Stored records
_ _ _

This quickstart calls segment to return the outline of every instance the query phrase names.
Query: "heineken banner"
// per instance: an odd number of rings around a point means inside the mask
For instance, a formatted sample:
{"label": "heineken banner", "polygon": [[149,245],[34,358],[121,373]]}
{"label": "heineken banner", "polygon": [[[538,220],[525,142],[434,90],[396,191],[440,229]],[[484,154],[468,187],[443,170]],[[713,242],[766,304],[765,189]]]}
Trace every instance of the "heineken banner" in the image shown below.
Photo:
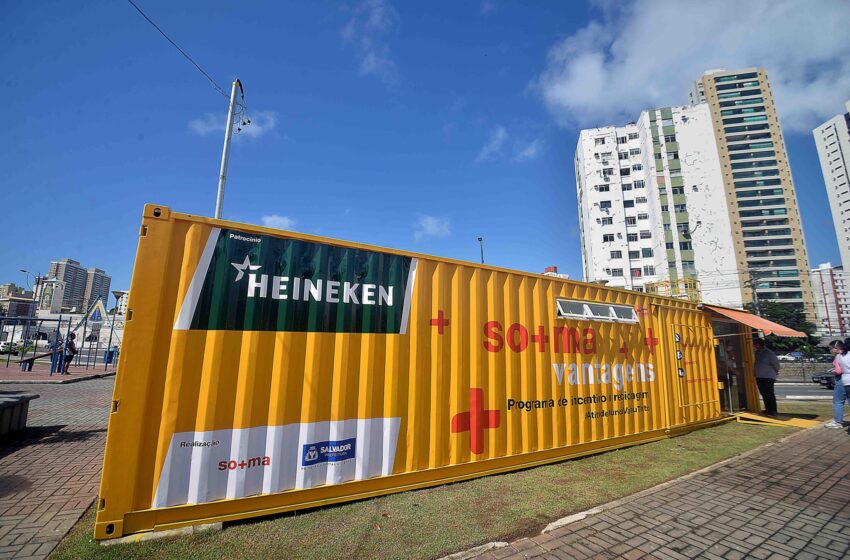
{"label": "heineken banner", "polygon": [[405,334],[416,259],[213,228],[178,330]]}

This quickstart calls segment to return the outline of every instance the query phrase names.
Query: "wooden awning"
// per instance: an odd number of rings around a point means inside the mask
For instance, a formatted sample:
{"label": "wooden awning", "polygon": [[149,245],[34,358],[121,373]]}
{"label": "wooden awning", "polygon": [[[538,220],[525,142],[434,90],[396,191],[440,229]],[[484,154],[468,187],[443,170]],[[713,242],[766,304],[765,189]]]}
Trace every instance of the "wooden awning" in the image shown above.
{"label": "wooden awning", "polygon": [[747,313],[746,311],[740,311],[738,309],[728,309],[726,307],[717,307],[716,305],[706,305],[705,307],[706,309],[711,309],[715,313],[723,315],[724,317],[728,317],[733,321],[737,321],[754,329],[760,330],[764,334],[775,334],[776,336],[793,336],[797,338],[806,337],[806,333],[804,332],[789,329],[788,327],[784,327],[779,323],[768,321],[767,319],[763,319],[762,317],[753,315],[752,313]]}

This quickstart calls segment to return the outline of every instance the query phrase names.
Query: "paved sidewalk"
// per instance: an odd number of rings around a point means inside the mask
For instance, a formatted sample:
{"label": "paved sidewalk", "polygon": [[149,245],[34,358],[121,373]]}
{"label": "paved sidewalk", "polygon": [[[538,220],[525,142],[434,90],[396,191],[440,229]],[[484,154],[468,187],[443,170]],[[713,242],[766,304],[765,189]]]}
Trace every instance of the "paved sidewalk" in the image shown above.
{"label": "paved sidewalk", "polygon": [[806,560],[848,555],[850,434],[817,426],[476,558]]}
{"label": "paved sidewalk", "polygon": [[2,385],[34,392],[27,429],[0,440],[0,558],[45,558],[100,483],[114,378]]}

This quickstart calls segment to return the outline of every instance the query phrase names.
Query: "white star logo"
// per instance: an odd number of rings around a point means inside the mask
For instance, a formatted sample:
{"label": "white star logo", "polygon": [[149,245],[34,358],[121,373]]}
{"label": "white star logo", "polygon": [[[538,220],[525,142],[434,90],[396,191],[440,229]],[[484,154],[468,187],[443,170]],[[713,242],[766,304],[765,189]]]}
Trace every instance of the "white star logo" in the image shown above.
{"label": "white star logo", "polygon": [[234,280],[234,282],[239,282],[240,280],[242,280],[242,276],[245,275],[246,268],[248,270],[258,270],[260,268],[260,265],[258,264],[251,264],[251,258],[248,255],[245,255],[245,260],[242,261],[241,264],[230,263],[230,266],[239,271],[239,274],[236,275],[236,280]]}

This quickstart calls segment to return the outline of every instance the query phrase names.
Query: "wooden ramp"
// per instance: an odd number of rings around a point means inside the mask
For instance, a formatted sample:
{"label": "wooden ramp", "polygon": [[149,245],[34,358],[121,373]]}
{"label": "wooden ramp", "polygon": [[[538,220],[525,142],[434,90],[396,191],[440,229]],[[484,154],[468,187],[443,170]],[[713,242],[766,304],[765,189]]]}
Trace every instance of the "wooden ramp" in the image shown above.
{"label": "wooden ramp", "polygon": [[738,422],[744,424],[758,424],[762,426],[786,426],[788,428],[811,428],[820,424],[816,420],[806,418],[798,418],[786,414],[777,416],[763,416],[761,414],[753,414],[751,412],[740,412],[735,415]]}

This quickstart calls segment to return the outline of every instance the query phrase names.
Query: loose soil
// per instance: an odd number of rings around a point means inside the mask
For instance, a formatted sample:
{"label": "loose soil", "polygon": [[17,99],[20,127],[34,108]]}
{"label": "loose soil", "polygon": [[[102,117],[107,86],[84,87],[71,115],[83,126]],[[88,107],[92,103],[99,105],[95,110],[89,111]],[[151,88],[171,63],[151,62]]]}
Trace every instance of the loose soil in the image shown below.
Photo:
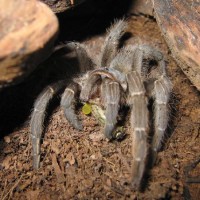
{"label": "loose soil", "polygon": [[[147,169],[144,189],[134,192],[130,187],[129,118],[125,118],[127,137],[108,142],[98,121],[81,110],[84,130],[75,130],[64,118],[59,98],[50,106],[45,125],[41,167],[32,169],[29,115],[33,102],[45,85],[63,72],[46,62],[26,82],[0,94],[0,199],[198,199],[200,184],[186,183],[184,168],[200,156],[199,92],[172,59],[154,19],[132,16],[129,31],[132,37],[127,44],[146,43],[163,52],[173,83],[169,129],[155,166]],[[96,58],[103,39],[101,34],[82,43]],[[68,72],[65,67],[64,73]],[[199,167],[192,176],[199,175]]]}

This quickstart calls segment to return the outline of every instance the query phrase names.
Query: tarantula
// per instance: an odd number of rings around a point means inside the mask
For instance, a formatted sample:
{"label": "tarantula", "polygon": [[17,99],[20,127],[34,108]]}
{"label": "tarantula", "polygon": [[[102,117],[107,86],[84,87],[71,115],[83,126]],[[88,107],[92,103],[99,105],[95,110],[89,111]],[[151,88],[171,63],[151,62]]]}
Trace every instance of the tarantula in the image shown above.
{"label": "tarantula", "polygon": [[[144,175],[148,154],[150,121],[148,102],[149,99],[154,99],[152,150],[156,153],[161,147],[168,125],[168,102],[172,85],[167,77],[165,61],[160,51],[148,45],[119,47],[126,28],[127,22],[119,20],[108,31],[101,50],[100,68],[95,68],[95,62],[88,57],[81,44],[75,42],[66,44],[76,51],[80,60],[81,73],[67,85],[60,105],[71,125],[82,130],[83,125],[75,114],[76,99],[88,102],[98,93],[105,107],[104,135],[108,139],[113,138],[120,105],[126,104],[130,107],[132,186],[138,189]],[[31,138],[35,169],[40,163],[40,140],[45,110],[48,102],[63,84],[59,82],[47,87],[34,104]]]}

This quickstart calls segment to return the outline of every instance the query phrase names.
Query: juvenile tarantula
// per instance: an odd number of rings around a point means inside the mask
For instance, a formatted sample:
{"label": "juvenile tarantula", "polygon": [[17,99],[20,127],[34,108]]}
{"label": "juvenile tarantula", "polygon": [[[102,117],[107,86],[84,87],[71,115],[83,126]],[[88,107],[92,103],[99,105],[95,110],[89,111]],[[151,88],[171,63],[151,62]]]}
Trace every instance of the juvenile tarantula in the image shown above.
{"label": "juvenile tarantula", "polygon": [[[154,99],[154,136],[152,149],[156,153],[168,124],[168,102],[171,82],[166,74],[165,61],[160,51],[148,45],[134,45],[119,48],[119,41],[126,32],[127,22],[117,21],[108,31],[101,50],[100,68],[95,64],[79,43],[68,43],[67,46],[76,51],[81,61],[81,75],[72,79],[67,85],[62,98],[61,107],[67,120],[76,129],[83,126],[75,114],[76,97],[81,102],[88,102],[100,90],[102,104],[105,107],[106,122],[104,135],[113,138],[120,105],[128,105],[131,109],[130,122],[132,128],[132,186],[140,187],[145,171],[148,153],[149,110],[148,100]],[[150,62],[155,63],[154,65]],[[98,65],[97,65],[98,66]],[[31,138],[33,145],[33,167],[40,163],[40,140],[45,110],[48,102],[62,87],[52,84],[38,97],[31,117]]]}

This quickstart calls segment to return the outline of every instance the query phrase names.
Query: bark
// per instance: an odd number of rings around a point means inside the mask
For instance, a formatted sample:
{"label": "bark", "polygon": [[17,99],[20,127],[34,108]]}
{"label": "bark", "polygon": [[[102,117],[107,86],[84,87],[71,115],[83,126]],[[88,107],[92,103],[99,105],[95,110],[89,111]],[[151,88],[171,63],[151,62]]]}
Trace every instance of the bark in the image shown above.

_ _ _

The answer must consist of every line from the data that holds the string "below".

Exercise output
Trace every instance of the "heineken banner" in the image shown below.
Trace every instance of the loose soil in the image shown below.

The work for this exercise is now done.